魔法使いの約束 (Mahōtsukai no Yakusoku)
- Developer: Coly
- Publisher: Coly
- Directed by: Kazumako (Worldview supervision)
- Designed by: Dangmill
- Genre: Simulation game
- Platform: Android, iOS
- Released: JP: November 26, 2019;
- Written by: Bunta Tsushimi Coly
- Illustrated by: Uta Shinonome
- Published by: Ichijinsha
- Magazine: Monthly Comic Zero Sum
- Original run: April 28, 2020 – December 27, 2023
- Volumes: 3

Promise of Wizard Comic
- Written by: Bunta Tsushimi Coly
- Illustrated by: Shibatarō Nakamura
- Published by: Ichijinsha
- Magazine: Monthly Comic Zero Sum
- Original run: April 26, 2024 – present
- Volumes: 1
- Directed by: Naoyuki Tatsuwa
- Produced by: Kiriko Horie; Fumi Teranishi; Hiromi Inoue; Jitsurou Kikuchi; Kyouhei Nishikawa; Hiroshi Kamei; Soujirou Arimizu; Reiko Sugimoto; Yuriko Nakano; Shintarou Abe;
- Written by: Nanami Higuchi
- Music by: Shūji Katayama
- Studio: Liden Films
- Licensed by: Crunchyroll
- Original network: Tokyo MX, BS-TBS, MBS
- Original run: January 6, 2025 – March 24, 2025
- Episodes: 12

= Promise of Wizard =

2019 Japanese video game

Promise of Wizard (魔法使いの約束, Mahōtsukai no Yakusoku) is a Japanese online simulation video game created by Coly. It was released for Android and iOS devices in November 2019 in Japan.

A manga adaptation with art by Uta Shinonome was serialized in Ichijinsha' josei manga magazine Monthly Comic Zero Sum from April 2020 to December 2023 and was collected in three tankōbon volumes. A second manga adaptation with art by Shibatarō Nakamura has been serialized in the same magazine since April 2024. The game also received various stage play and radio web drama adaptations. An anime television series adaptation produced by Liden Films aired from January to March 2025.

==Plot==
Promise of Wizard revolves around the Sage (whose name and gender can be changed by the player), a human from modern-day Japan who has been summoned into a world where wizards and magic are real by a group of wizards known as the Sage's Wizards. The Sage's Wizards have been summoned by previous Sage's and must join the fight against the Great Calamity, the name for their moon, which descends once a year, causing havoc with the strength of its magic. The Sage's Wizards prior to the player character have lived apart from one another, only convening when it is time to fight the Great Calamity. At the start of the story, they have faced an unprecedented tragedy where half of their number died in the battle and must rely upon the new Sage (and the mysterious powers only the Sage has) for help in next year's battle.

■ ■ ■ ■ ■ ■ ■

- **Tasks to complete**:
(A) Rewrite the Promise of Wizard text from "Promise of Wizard (魔法使いの約束, Mahōtsukai" to "to March 2025.", changing "Liden Films" to "the studio".
(B) In the Promise of Wizard text, what is the Great Calamity?

- **Supplied data**:
■ ■ ■ ■ ■ ■ ■

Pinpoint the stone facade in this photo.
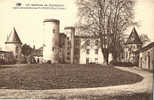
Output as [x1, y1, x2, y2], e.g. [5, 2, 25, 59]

■ ■ ■ ■ ■ ■ ■

- **Responses**:
(A)
Promise of Wizard (魔法使いの約束, Mahōtsukai no Yakusoku) is a Japanese online simulation video game created by Coly. It was released for Android and iOS devices in November 2019 in Japan.

A manga adaptation with art by Uta Shinonome was serialized in Ichijinsha' josei manga magazine Monthly Comic Zero Sum from April 2020 to December 2023 and was collected in three tankōbon volumes. A second manga adaptation with art by Shibatarō Nakamura has been serialized in the same magazine since April 2024. The game also received various stage play and radio web drama adaptations. An anime television series adaptation produced by the studio aired from January to March 2025.

(B) It is the name for the wizards' moon, which descends once a year.